== Your instructions ==
Rewrite the passage on trade and development, starting with "Two good video" and going on through "money from exports.", and put "duties" wherever "tariffs" appears.

== Passage shown ==
According to Elwood (2004) three commodities account for 75% of total export in the poorest 50 countries, but because of the declining value of such commodities, the developing nations need to export more and more every year just to stay in the same place. One developing nation leader described it as ‘running up the downward escalator’. For example, in 1960, the earnings from 25 tons of natural rubber would buy four tractors, today it would only buy one.
Value is added to primary commodities by rich countries
Primary products such as cocoa, tea and coffee, sell for relatively low prices, so the farmers growing and selling such products make relatively little. However, once these products have been processed, branded and turned into the goods you see on the supermarket shelves, they can sell several times the original price. The problem (for developing countries) is that most of this processing and branding is done in the West. Thus, poor countries stay poor, and rich countries get rich.
With some commodities, there are several links in the chain of trade – take coffee for example – it goes from grower (in Ethiopia for example), to the local buyer, to the exporter, to the roaster (in Germany for example), to the supermarket and then to the consumer – 6 links in the chain. A bag of coffee might cost the consumer £2.50 in the supermarket, but the grower is lucky (very lucky) if they receive even 10% of this.
Two good video sources which illustrate how low-value exports don’t generate enough income for development are the movie „Black Gold‟ which illustrates exploitation of coffee farmers in Ethiopia, and there is also Stacey Dooley’s „Kids with Machetes‟ which illustrates the low wages paid to cocoa farmers in The Ivory Coast.
The terms of trade are often biased against poor countries
Western nations impose tariffs (import taxes) or quotas (simply limits on how much a country can import) on goods from the developing world, which seriously impairs the ability of poor countries to make money from exports.
At the same time as restricting imports from poorer countries, Western governments subsidize some of their own industries. This results in over-production in some sectors, which can result in cheap, subsidized Western goods being dumped on poor countries, which undermines local industries in poorer countries. This happened in Haiti in the early 1990s, when cheap, subsidized American rice was dumped on the Haitian market, forcing local rice farmers out of business (because the American rice was cheaper.

== Raw records ==

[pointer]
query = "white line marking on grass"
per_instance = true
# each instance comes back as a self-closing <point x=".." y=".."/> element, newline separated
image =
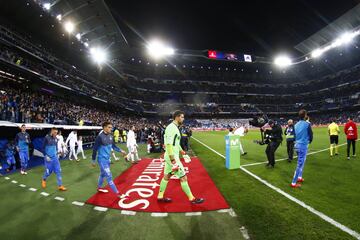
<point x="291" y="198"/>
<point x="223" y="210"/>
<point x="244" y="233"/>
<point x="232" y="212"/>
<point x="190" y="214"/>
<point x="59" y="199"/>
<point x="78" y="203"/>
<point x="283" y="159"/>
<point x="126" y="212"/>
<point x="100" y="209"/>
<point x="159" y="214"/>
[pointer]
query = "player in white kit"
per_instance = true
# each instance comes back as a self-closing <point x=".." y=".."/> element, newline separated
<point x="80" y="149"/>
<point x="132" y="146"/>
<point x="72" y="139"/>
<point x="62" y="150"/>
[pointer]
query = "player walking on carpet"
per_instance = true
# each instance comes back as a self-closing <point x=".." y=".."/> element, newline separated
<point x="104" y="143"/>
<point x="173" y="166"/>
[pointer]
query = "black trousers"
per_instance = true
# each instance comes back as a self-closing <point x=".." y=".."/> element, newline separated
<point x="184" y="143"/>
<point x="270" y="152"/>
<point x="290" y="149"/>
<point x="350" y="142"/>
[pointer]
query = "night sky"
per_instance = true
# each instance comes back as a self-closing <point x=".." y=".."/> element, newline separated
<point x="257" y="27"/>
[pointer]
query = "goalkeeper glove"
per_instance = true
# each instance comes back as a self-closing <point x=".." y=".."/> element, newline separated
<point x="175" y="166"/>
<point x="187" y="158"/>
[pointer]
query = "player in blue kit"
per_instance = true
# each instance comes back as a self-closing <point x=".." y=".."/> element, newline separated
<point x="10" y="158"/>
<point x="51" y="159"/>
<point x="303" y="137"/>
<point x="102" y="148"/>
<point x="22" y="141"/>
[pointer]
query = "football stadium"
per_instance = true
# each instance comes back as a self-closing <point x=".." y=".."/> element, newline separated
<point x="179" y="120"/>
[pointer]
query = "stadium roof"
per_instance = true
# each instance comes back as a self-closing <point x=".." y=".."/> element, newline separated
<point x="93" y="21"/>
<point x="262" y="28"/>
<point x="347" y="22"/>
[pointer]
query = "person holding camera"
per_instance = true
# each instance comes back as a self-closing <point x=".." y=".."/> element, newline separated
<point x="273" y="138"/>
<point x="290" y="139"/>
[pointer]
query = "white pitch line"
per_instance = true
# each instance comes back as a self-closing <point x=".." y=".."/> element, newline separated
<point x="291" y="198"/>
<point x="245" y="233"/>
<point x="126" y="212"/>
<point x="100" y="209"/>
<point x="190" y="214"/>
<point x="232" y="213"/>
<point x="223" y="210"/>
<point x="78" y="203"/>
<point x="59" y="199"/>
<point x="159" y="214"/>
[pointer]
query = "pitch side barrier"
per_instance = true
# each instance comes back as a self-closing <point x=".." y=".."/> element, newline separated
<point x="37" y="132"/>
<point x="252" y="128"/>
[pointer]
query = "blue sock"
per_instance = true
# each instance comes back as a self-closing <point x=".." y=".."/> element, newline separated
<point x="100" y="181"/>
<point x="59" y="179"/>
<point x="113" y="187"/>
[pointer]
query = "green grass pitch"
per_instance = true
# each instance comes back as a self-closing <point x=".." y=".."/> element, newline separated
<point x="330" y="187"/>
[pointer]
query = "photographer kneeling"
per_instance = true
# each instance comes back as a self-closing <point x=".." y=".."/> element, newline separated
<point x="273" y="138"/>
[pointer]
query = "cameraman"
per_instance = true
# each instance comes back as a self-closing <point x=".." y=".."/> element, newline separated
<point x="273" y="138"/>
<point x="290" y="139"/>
...
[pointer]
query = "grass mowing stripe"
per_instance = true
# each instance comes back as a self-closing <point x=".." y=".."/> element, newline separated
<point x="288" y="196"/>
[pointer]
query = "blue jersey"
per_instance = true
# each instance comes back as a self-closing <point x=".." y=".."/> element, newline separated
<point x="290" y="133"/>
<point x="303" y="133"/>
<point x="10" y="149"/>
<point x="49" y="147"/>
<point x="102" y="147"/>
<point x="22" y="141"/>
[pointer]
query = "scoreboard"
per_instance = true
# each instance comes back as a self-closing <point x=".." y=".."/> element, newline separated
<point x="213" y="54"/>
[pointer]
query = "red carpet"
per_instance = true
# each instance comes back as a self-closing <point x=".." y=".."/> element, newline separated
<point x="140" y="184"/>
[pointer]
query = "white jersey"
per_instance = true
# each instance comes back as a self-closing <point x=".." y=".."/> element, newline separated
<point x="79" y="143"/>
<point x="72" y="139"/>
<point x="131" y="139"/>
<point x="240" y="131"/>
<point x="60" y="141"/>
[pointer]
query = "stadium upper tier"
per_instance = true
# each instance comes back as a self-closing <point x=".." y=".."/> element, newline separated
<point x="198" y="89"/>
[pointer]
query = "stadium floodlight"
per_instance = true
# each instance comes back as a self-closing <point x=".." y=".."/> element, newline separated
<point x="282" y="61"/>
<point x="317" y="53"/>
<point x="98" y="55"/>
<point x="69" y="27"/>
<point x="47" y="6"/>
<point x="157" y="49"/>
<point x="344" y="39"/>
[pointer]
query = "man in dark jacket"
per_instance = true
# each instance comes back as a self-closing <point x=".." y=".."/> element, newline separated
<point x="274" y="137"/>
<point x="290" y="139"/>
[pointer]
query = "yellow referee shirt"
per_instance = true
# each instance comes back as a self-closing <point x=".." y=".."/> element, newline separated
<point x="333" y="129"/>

== Task response ==
Two good video sources which illustrate how low-value exports don’t generate enough income for development are the movie „Black Gold‟ which illustrates exploitation of coffee farmers in Ethiopia, and there is also Stacey Dooley’s „Kids with Machetes‟ which illustrates the low wages paid to cocoa farmers in The Ivory Coast.
The terms of trade are often biased against poor countries
Western nations impose duties (import taxes) or quotas (simply limits on how much a country can import) on goods from the developing world, which seriously impairs the ability of poor countries to make money from exports.